**Passage to read:**
• • •

Quantum Computing in 2018: The Age of Quantum Supremacy Ireland EU

Quantum Computing in 2018: The Age of Quantum Supremacy Ireland EU
Quantum Computing in 2018: The Age of Quantum Supremacy

Quantum Computing in 2018: The Age of Quantum Supremacy

Modern technology has developed so fast that it has practically spoiled us. So, no wonder that we expect breakthroughs and revolutionary discoveries every year.

But, 2018 does look promising. And in addition to artificial intelligence, gene therapy, and brain mapping, everyone’s eyes will be fixed on quantum computing as well.

As we have already written, the idea of creating a quantum computer was first proposed by Richard Feynman in 1982. However, it only became plausible during the 2000s. Since then, it has been actively pursued. But, can we go further than we already are during 2018?

Let’s find out!

Where is Quantum Computing Now?

In computational power, the 30-qubit quantum computer matches the power of a 10-teraflop (1012  flops) conventional computer. However, unlike conventional computers, the power of quantum computers increases exponentially.

Therefore, it is expected that a 49-qubit quantum computer will possess power unattainable for conventional computers. In other words, 49-qubit quantum computer should usher us into the era of quantum supremacy.

In October 2017, an MIT Technology Review stated:

So, one way to achieve quantum supremacy is to create a system that can support 49 qubits in a superposition of states. This system doesn’t need to perform any complex calculations—it just needs to be able to explore the entire space of a 49-qubit superposition reliably.”

At the present moment, scientists and developers already have access to a 20-qubit quantum computer through the IBM cloud services. Moreover, IBM has already presented a prototype for an operational 50-qubit processor and has promised to release it very soon.

Google is IBM’s main competitor in the quantum race; the internet giant aims to use quantum computing to speed up the development of AI. And it’s doing pretty well at the moment.

And Microsoft has taken a comparatively different path, developing a new kind of qubit, called the “topological qubit”. Besides, a few months ago, the software heavyweight, released a quantum computing programming language.

Quantum Annealing vs. Universal Gate

Wait a minute, you may say! But, what about D-Wave’s super powerful quantum computers?

More than a legit question.

• • •

**Assignment:** Continue the piece on quantum computing in 2018 from its last line, going on with the comparison of quantum annealing and the universal gate approach.

**Material provided:**
• • •

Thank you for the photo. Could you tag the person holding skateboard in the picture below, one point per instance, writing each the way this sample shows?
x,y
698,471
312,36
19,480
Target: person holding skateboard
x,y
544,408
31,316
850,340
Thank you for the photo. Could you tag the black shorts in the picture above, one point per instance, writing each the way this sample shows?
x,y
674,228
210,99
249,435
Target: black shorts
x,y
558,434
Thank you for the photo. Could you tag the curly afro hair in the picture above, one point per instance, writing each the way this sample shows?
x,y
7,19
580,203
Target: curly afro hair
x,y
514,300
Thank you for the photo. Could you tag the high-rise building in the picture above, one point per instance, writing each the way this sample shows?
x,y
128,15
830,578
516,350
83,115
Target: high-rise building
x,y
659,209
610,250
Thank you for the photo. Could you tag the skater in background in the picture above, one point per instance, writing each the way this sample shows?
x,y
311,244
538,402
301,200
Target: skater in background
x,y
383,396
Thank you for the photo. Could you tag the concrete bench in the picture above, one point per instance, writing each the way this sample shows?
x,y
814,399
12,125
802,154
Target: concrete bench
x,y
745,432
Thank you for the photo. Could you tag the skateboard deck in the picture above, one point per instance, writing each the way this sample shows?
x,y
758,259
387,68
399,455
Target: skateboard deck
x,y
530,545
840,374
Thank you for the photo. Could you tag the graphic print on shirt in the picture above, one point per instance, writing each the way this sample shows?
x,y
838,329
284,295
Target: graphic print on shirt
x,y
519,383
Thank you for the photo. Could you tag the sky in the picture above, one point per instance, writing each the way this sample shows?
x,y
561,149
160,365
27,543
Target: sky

• • •

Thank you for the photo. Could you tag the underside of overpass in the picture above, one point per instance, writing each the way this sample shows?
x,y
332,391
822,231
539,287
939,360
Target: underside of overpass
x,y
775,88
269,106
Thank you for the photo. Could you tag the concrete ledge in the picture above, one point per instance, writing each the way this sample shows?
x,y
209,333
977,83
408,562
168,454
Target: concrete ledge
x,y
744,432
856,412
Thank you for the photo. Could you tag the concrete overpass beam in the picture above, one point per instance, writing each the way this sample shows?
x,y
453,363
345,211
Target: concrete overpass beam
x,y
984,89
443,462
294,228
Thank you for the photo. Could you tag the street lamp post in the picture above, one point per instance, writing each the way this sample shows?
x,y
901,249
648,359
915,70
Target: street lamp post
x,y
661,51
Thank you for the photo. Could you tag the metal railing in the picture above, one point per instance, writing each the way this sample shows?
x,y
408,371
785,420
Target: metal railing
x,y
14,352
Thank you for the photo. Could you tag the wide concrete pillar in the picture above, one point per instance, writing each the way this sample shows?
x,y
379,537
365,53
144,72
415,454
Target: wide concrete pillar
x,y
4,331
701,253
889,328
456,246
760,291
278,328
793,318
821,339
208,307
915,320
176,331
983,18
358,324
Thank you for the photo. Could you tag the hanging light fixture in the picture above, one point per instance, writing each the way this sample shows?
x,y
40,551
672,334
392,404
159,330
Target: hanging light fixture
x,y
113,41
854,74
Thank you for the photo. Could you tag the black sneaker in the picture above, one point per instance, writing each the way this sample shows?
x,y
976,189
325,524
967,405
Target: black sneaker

• • •

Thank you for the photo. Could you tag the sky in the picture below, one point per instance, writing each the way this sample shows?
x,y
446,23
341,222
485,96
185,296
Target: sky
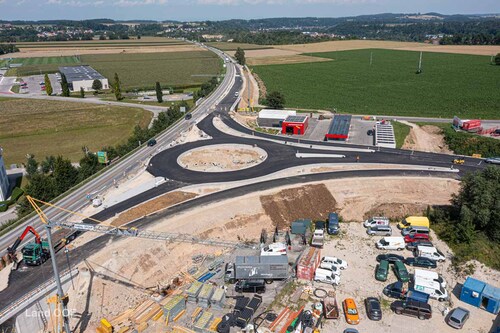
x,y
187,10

• • •

**Exercise answer:**
Because D-Wave Systems were pioneers in the quantum computing field. And because, after all, they produced the first commercially available quantum computer. But, here’s where it gets interesting: that computer used a 128-qubit chipset.

Bearing in mind the fact that we just wrote about corporations like IBM and Google racing toward the checkmark of (at least) 49 qubits, D-Wave’s 128-qubit quantum computer sounds a bit confusing.

The main difference lies in the quantum method employed. Because, unlike the general-purpose quantum computers based on a universal gate, D-Wave’s computers operate on a method called quantum annealing.

Loosely speaking, the latter can be used only in a narrow range of tasks – such as combinatorial optimization problems – and can’t be of any help, for instance, in quantum cryptography.

In quantum annealing, data must be mapped to specific energy sources. The Next Platform neatly describes the rest:

“This map is set in a highly quantum mechanical state as a superposition of all the potential solutions (the landscape). Then the D-Wave machine slowly turns down this quantum state (this is where quantum tunneling, entanglement and superposition all happen) and as the strength subsides as the quantum mechanical wave function that is laid across this landscape of possible solutions is like a water level; it drops a bit, showing the peaks of mountains (the least correct) and as winds down, at the bottom (valleys) are the solution sets that are most correct.”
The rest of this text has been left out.